Source passage:
════════════════

I haven't read "real" books as much this year as I usually do (Jason always tells me audible books don't count).  I guess the move, getting the house together, getting adjusted to work, etc. But this summer I've been devouring books.  Especially now that the pool is operational.  I love to float and read.
So as of the halfway mark of 2011, here's what I've gotten through so far (I included audible books - because I think they DO count). 

I SHALL WEAR MIDNIGHT - ALL Terry Pratchett is required reading in my universe. 
THE BLIND ASSASSIN - Margaret Atwood (non-apocalyptic).  Book within a book within a book...awesome. 
OLIVE KITTERIDGE -   Yet another Pulitzer that I don't get.  It did hold my attention way better than The Shipping News.  It's well written, but a Pulitzer?  Really?
THE HEART IS A LONELY HUNTER - I needed to see what all the hype is about.  It was ok, but I've read better coming-of-age novels. 
HOUSE OF SAND AND FOG - I've heard of this one so long, and I thought it was about China or Vietnam for some reason.  But ooooh was it ever NOT.  This was amazing and sad.  It got mixed reviews, but I loved it.  It was one of the rare books where I was actually surprised at the events and found myself saying OH NO out loud. 
BEAT THE REAPER - This one was fun!  Jason and I listened to it together.  Someone on Amazon described it as "House" meets "The Sopranos".  I get that. 
KAFKA ON THE SHORE - Liked this, but yeah, it was weird.  I had to let it sink in awhile.  But it has stuck with me more than some other things I've read.  I keep thinking about parts of it, trying to figure it all out. 
SKIPPY DIES - On the long-list for several awards.  I think in another year without Freedom (which I think was way over-hyped), and A Visit From the Goon Squad, it would have won more.  However, it's described as a "comic" novel, and I don't get that. Maybe there were a few funny lines, but I disagree that makes is a comic novel.

════════════════

Set exercise 1: Copy the reading-list post word for word, starting at "So as of the" and ending at "in my universe.".
Set exercise 2: Continue the reading-list post from its final sentence.
The material that comes next plays no part in the reading-list post.

Information provided:
════════════════

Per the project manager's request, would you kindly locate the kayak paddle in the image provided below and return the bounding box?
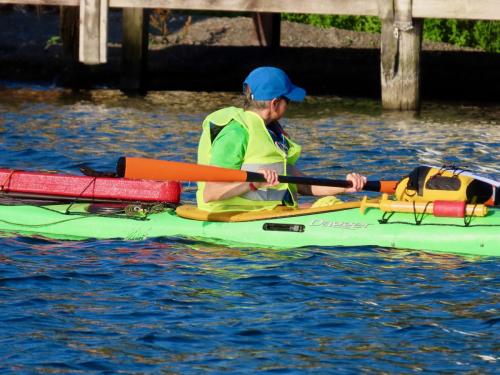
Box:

════════════════

Expected output 1:
So as of the halfway mark of 2011, here's what I've gotten through so far (I included audible books - because I think they DO count). 

I SHALL WEAR MIDNIGHT - ALL Terry Pratchett is required reading in my universe.

Expected output 2:
THE HUNGER GAMES/ CATCHING FIRE/ MOCKING JAY - never ending.  It could have been 1/2 the length.  Other than that, great.  I seriously thought I would grow old and die before Mocking Jay ever ended. 
QUICKSILVER - Yeah I've already read it, but's NEAL STEPHENSON and this was the UNABRIDGED audible version, so I had to listen now didn't I?
PRACTICAL DEMONKEEPING - Christopher Moore cracks me up.  This book made me NOT want to find a Genie in a bottle....
FREEDOM - Runner up in the Morning News Tournament of Books and won a lot of other junk.  It's a good story depicting a typical 2000ish American family and blah blah blah.  Nothing all that inventive, but well-written. 
A VISIT FROM THE GOON SQUAD - Won the Morning News Tournament of Books. Oh yeah and the Pulitzer too (although I put way more faith in the Tournament of Books) and some other prizes.  I get it (unlike many Pulitzer winners).  It's a little different.  Sort of short stories, but interwoven, and just kind of different.  There's a kid in it (autistic but brilliant) who is obsesses with the pauses in rock songs and how important they are.  Have I mentioned I seem to be drawn to books involving brilliant kids?
GREEN RIVER, RUNNING RED - Non-fiction about the Green River Killer.  Y'all knew I used to want to be a psychiatrist who worked with serial killers, right?
THE LONELY POLYGAMIST - ok this was surprisingly funny.  I loved it.  I recommended it to friends, and I recommend it to you.  Also involves a difficult kid.  I laughed out loud during parts, and other parts were really hard to read (emotional). 
THE THOUSAND AUTUMNS OF JACOB DEZOET - Think Pillars of the Earth, only more action.  And set in Japan.  But with dutch people. 
THE LITTLE STRANGER - I felt like reading something scary, and this book was mentioned on one of the Books on the Nightstand podcasts.  I wanted more madness than ghosts, and this was an ok compromise.  However, I'm still looking for something more madnessy-scary. 
THE FINKLER QUESTION - Oy Vey.  Too long.  But there were some clever parts and some funny lines that made me chuckle.  And it made me think about how wrong we can get our stereotypes sometimes. 
A TREE GROWS IN BROOKLYN -Another one about which I wanted to understand the hype. And I get it.  Really good for the first half, really dumb the last.  If you fall in love in 1 day with a person who is not at all who they portray themselves to be, and then mourn that lost lost the rest of your life, that is not a good thing.  Duh. 
THE PALE KING - Oh David Foster Wallace, why did you leave us so soon?  Only you could make me want to read three pages of nothing but a second by second description of what happens in a silent room full of 100 IRS auditors.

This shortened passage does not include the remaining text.